**Goal of the exercise**
Count the lines in the items below that contain the string "covered", matching case exactly. Give only the number.

**Exercise inputs**
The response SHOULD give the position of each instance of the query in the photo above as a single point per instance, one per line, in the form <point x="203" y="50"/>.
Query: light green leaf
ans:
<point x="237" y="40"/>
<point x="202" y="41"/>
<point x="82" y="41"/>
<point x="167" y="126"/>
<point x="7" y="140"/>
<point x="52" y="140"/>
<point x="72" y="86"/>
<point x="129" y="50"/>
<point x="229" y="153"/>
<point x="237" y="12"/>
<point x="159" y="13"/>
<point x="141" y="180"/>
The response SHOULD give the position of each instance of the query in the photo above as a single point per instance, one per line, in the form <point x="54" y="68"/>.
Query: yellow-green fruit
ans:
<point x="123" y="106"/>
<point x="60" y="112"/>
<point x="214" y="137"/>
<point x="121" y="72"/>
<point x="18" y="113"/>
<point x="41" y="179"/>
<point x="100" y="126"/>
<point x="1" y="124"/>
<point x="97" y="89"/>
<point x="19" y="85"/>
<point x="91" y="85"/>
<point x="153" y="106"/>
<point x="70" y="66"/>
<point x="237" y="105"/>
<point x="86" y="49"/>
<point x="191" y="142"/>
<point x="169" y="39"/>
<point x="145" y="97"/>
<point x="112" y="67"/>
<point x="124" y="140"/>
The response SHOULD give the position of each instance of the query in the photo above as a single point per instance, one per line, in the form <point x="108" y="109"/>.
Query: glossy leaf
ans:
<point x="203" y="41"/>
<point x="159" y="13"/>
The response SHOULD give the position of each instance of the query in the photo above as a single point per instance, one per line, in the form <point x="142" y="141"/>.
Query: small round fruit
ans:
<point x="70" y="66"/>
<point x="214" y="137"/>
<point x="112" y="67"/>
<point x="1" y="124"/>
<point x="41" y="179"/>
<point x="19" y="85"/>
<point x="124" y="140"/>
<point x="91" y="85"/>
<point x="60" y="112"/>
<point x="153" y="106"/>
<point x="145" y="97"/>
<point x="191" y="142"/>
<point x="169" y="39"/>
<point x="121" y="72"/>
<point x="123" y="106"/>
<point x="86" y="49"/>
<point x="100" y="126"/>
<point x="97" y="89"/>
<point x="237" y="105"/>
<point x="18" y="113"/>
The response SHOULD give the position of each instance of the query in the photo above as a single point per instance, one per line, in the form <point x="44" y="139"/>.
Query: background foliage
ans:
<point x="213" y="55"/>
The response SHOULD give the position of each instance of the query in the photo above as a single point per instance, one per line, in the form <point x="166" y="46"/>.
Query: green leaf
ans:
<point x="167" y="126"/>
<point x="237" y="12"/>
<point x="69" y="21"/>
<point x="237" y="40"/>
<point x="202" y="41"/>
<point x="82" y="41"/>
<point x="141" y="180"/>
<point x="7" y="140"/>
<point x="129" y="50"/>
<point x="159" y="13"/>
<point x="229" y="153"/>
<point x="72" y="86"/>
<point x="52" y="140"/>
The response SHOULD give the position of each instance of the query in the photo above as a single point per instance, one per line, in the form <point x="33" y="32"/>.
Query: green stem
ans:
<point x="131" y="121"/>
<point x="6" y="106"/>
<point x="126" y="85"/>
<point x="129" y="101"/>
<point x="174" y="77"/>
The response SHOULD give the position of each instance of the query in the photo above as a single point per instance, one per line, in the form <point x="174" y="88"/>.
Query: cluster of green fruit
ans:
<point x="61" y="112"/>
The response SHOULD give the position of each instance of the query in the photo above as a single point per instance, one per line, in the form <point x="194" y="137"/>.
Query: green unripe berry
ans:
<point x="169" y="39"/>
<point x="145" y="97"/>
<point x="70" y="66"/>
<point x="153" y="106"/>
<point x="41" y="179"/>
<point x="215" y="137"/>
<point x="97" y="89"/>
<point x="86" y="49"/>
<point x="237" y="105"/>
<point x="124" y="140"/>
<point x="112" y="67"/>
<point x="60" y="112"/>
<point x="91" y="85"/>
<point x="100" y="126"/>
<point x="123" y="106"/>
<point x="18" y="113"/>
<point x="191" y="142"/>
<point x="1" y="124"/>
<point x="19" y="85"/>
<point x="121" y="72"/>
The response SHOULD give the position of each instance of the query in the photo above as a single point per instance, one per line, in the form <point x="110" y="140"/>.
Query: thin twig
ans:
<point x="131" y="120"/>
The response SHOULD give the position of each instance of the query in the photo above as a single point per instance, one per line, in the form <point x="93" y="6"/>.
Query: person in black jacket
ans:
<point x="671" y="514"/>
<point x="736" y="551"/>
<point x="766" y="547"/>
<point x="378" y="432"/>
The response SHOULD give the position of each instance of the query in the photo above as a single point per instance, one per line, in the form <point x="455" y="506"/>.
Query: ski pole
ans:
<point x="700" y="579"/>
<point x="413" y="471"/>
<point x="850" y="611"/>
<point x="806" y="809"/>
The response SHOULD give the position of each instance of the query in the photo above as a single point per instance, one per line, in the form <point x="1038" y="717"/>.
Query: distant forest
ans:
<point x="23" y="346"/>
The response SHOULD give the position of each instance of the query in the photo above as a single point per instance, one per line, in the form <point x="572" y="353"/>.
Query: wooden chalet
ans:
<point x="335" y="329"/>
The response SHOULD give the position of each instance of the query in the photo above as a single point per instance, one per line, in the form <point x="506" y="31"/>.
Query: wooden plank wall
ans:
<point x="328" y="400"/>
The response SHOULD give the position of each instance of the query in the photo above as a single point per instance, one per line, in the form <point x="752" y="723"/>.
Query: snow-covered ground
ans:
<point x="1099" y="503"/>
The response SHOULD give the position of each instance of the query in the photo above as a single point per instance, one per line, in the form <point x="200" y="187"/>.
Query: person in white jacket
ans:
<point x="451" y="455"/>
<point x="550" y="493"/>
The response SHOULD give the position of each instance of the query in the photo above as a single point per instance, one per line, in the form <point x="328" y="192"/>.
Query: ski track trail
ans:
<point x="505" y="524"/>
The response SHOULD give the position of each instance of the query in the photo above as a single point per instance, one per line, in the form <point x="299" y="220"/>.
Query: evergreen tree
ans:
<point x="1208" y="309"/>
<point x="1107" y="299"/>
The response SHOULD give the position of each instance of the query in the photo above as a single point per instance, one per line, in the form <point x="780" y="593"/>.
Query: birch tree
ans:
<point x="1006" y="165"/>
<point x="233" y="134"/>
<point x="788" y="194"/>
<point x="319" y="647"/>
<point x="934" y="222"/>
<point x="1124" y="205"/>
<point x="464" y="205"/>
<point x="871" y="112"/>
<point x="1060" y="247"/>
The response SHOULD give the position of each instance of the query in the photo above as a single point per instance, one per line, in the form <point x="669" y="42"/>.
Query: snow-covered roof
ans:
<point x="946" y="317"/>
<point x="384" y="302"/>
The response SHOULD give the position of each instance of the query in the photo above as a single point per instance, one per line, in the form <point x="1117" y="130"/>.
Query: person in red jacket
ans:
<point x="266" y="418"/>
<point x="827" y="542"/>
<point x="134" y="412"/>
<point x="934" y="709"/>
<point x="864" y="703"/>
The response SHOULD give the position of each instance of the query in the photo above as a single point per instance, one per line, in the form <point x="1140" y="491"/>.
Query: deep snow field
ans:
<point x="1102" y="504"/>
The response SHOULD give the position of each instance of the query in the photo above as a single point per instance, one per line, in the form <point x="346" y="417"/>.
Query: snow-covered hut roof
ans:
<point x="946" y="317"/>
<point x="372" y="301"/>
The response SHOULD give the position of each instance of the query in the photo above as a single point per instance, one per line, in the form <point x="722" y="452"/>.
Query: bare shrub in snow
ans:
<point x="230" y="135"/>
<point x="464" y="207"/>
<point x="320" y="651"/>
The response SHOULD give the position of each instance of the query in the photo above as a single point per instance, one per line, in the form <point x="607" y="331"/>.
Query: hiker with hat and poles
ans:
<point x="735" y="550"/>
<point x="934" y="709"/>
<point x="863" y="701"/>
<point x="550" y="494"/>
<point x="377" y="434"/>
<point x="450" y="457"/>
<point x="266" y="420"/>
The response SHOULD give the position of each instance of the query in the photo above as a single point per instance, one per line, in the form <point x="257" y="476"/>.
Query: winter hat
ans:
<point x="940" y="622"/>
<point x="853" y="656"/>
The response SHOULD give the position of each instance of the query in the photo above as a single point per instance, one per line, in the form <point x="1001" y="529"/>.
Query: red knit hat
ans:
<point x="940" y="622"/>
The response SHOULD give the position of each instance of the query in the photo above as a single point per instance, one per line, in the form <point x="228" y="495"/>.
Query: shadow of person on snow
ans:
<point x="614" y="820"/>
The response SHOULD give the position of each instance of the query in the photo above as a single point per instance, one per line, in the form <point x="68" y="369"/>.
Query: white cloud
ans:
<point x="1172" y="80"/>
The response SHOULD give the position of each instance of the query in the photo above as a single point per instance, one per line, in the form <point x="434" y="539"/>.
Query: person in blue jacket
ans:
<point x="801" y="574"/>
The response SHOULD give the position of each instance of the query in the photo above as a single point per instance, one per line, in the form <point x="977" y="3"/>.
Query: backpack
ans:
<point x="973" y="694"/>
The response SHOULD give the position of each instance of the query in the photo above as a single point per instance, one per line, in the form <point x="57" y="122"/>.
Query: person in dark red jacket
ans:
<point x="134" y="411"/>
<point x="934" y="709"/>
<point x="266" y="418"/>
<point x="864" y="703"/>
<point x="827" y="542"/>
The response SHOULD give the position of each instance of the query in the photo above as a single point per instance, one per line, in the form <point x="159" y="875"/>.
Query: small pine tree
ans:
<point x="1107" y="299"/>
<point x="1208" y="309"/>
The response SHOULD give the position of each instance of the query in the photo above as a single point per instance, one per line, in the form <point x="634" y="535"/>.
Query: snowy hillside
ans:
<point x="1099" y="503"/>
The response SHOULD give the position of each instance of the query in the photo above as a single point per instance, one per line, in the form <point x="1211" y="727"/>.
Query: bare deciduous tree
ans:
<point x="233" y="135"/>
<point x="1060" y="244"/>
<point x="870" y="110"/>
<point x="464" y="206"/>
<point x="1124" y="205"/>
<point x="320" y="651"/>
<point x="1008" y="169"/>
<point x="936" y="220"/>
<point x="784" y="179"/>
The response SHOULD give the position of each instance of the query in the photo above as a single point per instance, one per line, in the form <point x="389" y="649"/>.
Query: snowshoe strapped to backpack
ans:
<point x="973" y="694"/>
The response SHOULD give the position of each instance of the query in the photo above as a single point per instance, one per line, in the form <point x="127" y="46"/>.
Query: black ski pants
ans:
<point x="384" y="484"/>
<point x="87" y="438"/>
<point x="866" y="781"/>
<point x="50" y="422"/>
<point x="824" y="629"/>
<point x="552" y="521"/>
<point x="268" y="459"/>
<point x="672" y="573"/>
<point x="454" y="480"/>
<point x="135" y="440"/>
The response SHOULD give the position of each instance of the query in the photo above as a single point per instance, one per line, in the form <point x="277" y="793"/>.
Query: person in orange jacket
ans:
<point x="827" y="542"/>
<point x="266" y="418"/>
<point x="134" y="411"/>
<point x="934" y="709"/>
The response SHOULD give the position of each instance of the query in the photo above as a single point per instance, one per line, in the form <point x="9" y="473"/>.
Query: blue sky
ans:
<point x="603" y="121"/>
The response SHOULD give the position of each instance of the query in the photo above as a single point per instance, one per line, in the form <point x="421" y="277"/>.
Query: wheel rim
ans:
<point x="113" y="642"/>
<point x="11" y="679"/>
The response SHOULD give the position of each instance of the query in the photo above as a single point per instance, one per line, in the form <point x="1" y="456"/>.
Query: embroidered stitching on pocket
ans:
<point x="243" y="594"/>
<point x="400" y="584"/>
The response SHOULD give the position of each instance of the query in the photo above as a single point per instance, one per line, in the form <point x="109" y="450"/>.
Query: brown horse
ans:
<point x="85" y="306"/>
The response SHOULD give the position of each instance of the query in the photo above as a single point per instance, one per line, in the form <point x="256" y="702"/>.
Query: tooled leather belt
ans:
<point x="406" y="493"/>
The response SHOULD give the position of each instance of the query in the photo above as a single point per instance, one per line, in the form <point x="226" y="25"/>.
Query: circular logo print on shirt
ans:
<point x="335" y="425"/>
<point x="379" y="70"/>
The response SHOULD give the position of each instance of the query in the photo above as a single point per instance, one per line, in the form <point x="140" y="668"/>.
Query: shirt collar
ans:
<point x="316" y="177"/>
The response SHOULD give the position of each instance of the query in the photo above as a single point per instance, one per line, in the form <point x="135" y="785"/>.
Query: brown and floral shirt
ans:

**Finished exercise**
3